**SUPPLIED RECORDS:**
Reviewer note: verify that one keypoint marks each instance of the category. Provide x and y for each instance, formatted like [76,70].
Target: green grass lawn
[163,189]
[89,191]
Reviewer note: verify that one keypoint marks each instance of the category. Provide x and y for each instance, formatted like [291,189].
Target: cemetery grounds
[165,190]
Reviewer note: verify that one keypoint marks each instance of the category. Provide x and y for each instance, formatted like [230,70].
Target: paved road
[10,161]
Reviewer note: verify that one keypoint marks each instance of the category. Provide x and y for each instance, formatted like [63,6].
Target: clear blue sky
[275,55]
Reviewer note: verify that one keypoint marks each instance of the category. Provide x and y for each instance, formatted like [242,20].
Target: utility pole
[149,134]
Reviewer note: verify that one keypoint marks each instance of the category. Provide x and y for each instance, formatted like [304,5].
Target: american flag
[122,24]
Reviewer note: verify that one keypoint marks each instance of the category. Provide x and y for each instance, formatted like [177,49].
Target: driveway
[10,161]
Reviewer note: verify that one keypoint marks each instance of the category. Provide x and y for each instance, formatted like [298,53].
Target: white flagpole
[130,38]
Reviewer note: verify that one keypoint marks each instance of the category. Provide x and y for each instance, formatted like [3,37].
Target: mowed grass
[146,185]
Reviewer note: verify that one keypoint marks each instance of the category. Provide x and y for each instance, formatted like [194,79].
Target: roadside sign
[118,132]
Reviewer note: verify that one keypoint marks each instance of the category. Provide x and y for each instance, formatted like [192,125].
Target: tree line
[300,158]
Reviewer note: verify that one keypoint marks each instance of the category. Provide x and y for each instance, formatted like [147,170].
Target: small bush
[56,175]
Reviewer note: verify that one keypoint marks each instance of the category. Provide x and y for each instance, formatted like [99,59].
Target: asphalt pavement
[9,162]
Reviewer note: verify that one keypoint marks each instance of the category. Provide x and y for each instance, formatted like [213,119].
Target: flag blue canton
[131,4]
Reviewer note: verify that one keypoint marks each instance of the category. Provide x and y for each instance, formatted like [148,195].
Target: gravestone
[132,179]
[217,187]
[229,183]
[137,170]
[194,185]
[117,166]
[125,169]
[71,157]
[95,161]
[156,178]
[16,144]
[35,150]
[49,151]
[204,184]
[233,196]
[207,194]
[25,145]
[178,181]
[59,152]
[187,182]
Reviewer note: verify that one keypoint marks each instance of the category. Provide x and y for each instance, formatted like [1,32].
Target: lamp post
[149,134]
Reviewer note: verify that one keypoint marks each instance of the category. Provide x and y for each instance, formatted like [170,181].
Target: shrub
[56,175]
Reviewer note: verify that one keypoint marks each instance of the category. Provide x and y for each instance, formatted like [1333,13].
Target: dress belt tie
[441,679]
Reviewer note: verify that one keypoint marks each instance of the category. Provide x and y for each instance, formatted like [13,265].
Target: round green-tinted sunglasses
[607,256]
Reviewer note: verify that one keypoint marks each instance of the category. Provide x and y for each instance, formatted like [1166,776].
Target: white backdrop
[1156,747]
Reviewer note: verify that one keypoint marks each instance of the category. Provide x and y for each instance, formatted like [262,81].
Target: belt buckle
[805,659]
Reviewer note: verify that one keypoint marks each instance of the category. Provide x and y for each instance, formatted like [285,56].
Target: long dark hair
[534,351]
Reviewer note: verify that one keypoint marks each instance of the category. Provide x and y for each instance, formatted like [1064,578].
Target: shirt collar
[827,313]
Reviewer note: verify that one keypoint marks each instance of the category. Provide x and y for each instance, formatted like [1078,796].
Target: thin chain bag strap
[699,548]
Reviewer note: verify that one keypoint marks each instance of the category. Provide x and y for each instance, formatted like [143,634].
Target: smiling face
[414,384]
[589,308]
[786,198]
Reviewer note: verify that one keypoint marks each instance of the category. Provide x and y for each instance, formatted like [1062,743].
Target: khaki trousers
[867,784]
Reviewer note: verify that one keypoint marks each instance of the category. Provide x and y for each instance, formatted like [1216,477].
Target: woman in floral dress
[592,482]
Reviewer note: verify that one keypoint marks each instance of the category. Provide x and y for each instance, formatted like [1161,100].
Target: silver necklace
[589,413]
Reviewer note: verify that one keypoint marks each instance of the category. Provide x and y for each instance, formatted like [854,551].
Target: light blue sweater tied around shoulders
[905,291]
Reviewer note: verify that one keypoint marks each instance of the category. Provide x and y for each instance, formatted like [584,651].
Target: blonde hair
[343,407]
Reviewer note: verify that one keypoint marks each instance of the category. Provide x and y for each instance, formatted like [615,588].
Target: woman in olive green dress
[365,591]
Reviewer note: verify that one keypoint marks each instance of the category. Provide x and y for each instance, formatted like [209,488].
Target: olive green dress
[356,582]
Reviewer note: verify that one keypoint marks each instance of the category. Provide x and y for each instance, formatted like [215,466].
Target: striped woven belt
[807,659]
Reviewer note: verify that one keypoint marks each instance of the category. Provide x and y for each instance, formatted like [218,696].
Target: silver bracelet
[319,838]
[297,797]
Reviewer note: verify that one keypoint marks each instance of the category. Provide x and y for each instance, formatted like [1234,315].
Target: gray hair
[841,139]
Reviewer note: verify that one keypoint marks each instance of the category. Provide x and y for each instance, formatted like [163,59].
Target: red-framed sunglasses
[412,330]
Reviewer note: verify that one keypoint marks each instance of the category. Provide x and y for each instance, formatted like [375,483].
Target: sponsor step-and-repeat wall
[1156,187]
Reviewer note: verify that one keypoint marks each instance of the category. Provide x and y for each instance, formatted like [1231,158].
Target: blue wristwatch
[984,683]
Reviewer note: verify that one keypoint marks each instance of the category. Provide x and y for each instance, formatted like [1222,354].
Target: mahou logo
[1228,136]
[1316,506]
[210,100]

**GIVEN REQUEST:**
Please quote every record above exactly as it appears.

**WORKED ANSWER:**
Reviewer note: verify that one keypoint marks each instance of the category. Provide x and y for each instance, formatted like [76,70].
Target: green grass lawn
[163,189]
[89,191]
Reviewer note: verify that one keypoint marks each instance of the category. Provide x and y for each instance, formatted like [291,189].
Target: cemetery grounds
[165,190]
Reviewer note: verify that one keypoint marks each instance of the category. Provide x and y for each instance, formatted like [230,70].
Target: paved road
[10,161]
Reviewer note: verify that one keypoint marks each instance of the category. Provide x and y for each instance, formatted like [63,6].
Target: clear blue sky
[275,55]
Reviewer note: verify that one keypoint marks each instance of the category. Provide x and y for each instance, formatted like [242,20].
Target: utility pole
[149,134]
Reviewer note: verify that one keypoint marks each instance of the category. Provide x and y for each instance, formatted like [304,5].
Target: american flag
[122,24]
Reviewer note: verify that one keypoint marks each instance of the category. Provide x and y for each instance, formatted like [177,49].
Target: driveway
[10,161]
Reviewer note: verify that one keypoint marks each instance of the category. Provide x and y for each instance, formatted like [298,53].
Target: white flagpole
[130,38]
Reviewer note: verify that one keypoint marks each instance of the category. Provide x and y for each instance, formatted like [3,37].
Target: mowed grass
[146,185]
Reviewer note: verify that one keypoint marks each instance of the category. Provide x and y for each instance, formatted like [194,79].
Target: roadside sign
[118,132]
Reviewer note: verify that one keypoint marks each instance of the category. Provide x and y for each instance, formatted like [192,125].
Target: tree line
[300,158]
Reviewer note: verify that one keypoint marks each instance of the category. Provide x and y for each instance, formatted like [147,170].
Target: small bush
[56,175]
Reviewer note: verify that one keypoint marks each instance of the category. Provide x and y for each instance, formatted like [99,59].
Target: asphalt pavement
[9,162]
Reviewer note: verify that one keypoint marks each instance of the category. Provide x and y for each instance, formatted like [213,119].
Target: flag blue canton
[131,4]
Reviewer note: verify that one keypoint marks each instance of the category. Provide x and y for each instance, formatted like [148,195].
Target: gravestone
[132,179]
[217,187]
[229,183]
[137,170]
[194,185]
[117,166]
[125,169]
[71,157]
[95,161]
[156,178]
[16,144]
[35,150]
[49,151]
[204,184]
[233,196]
[207,194]
[25,145]
[178,181]
[59,152]
[187,182]
Reviewer note: verify that one keypoint marks each instance of the category. Provide x and y for each instance, formatted like [1,32].
Target: lamp post
[149,134]
Reviewer note: verify that one keypoint marks each instance of the category. Provide x and y for each instance, formatted like [170,181].
Target: shrub
[56,175]
Reviewer note: verify that one keypoint marks each instance of the category. Provide x and y for each instance, formatted like [1333,13].
Target: dress belt tie
[441,679]
Reviewer note: verify that one keypoint marks each instance of the category. Provide x and y for each instance, formatted like [13,265].
Target: round green-tinted sunglasses
[607,256]
Reviewer note: verify that one keypoint marks each instance of the category. Provide x and y for each instance, formatted like [1166,776].
Target: white backdrop
[1156,747]
Reviewer note: verify that one keypoint marks each instance of the category. Provide x and y for each instance, formatted like [262,81].
Target: belt buckle
[805,659]
Reviewer note: verify that one keypoint marks each instance of the category. Provide x and y for each instance, formatted like [285,56].
Target: long dark hair
[534,351]
Reviewer note: verify that one keypoint marks each instance of the category. Provide x and y for each instance, formatted like [1064,578].
Target: shirt collar
[827,313]
Reviewer note: verify that one keypoint marks each instance of the category. Provide x and y for each instance, formatted like [1078,796].
Target: thin chain bag strap
[699,548]
Reviewer note: verify that one keypoint marks each instance of the category. Provide x and y for each instance, formatted like [143,634].
Target: smiling face
[414,384]
[589,308]
[786,198]
Reviewer note: verify that one keypoint marks each instance of the category. Provide x and y for each instance, formatted like [1062,743].
Target: khaki trousers
[867,784]
Reviewer note: verify that one keypoint marks each instance of the category. Provide x and y for each instance, formatted like [1216,477].
Target: woman in floral dress
[592,482]
Reviewer note: verify that one keypoint marks each instance of the category. Provide x and y for each instance, formatted like [1161,100].
Target: silver necklace
[589,413]
Reviewer note: verify that one keypoint marks each instance of the category. Provide x and y for each instance, formatted like [854,551].
Target: light blue sweater tied around shoulders
[905,291]
Reviewer note: verify that one keypoint marks each instance of the category. Provide x and y for each instance, formatted like [584,651].
Target: blonde hair
[343,407]
Reviewer note: verify that one keypoint marks each instance of the category. Provide x and y for each instance, formatted like [615,588].
Target: woman in olive green dress
[365,591]
Reviewer note: verify that one keypoint marks each instance of the category. Provide x and y for each instance, formatted like [209,488].
Target: olive green dress
[356,582]
Reviewer note: verify that one keypoint marks each instance of the category. Provide x and y for each instance, formatted like [215,466].
Target: striped woven belt
[807,659]
Reviewer note: verify that one keypoint marks each instance of the category. Provide x and y for each instance, formatted like [218,696].
Target: silver bracelet
[319,838]
[297,797]
Reviewer note: verify that one keypoint marks each instance of the category. Provide x and y for each instance, formatted like [1234,315].
Target: gray hair
[841,139]
Reviewer note: verify that one keypoint marks each instance of the category. Provide x and y for each instance, formatted like [163,59].
Target: red-framed sunglasses
[412,330]
Reviewer note: verify that one keypoint marks each instance of the category. Provide x and y for each instance, formatted like [375,483].
Target: sponsor step-and-repeat wall
[1156,187]
Reviewer note: verify that one keypoint marks each instance of the category. Provide x and y for each instance, formatted like [1231,158].
Target: blue wristwatch
[984,683]
Reviewer note: verify that one keypoint marks each instance of the category. Provide x and y for each instance, formatted like [1222,354].
Target: mahou logo
[1228,136]
[1316,506]
[210,100]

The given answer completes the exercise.